*Working data:*
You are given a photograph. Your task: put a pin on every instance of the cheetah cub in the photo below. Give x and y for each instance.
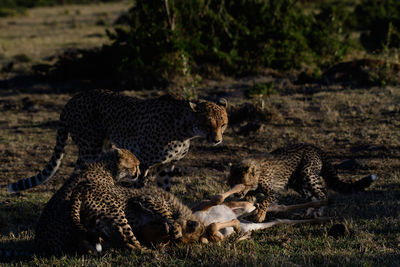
(302, 167)
(56, 232)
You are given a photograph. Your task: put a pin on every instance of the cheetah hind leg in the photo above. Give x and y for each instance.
(117, 232)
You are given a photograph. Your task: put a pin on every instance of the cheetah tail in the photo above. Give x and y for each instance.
(333, 182)
(50, 169)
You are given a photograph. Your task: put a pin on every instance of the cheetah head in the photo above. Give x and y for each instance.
(211, 120)
(246, 173)
(128, 164)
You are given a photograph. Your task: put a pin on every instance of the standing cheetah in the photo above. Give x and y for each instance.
(302, 167)
(158, 131)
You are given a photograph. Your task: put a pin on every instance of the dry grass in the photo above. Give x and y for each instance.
(362, 124)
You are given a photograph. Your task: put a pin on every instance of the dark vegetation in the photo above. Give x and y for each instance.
(157, 41)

*Task to carry out:* Produce an exact transcription of the lines from the one containing "the dry grass" through the end of the records, both included, and no other lines.

*Exercise solution:*
You are given a photograph. Your task: put a pin on every instance of the dry grass in the photo above. Give x and y for each instance.
(362, 124)
You are given a photograph. Your task: put a pin on every instance of the dark vegetation in the photo above. Give x and y for each instance.
(157, 41)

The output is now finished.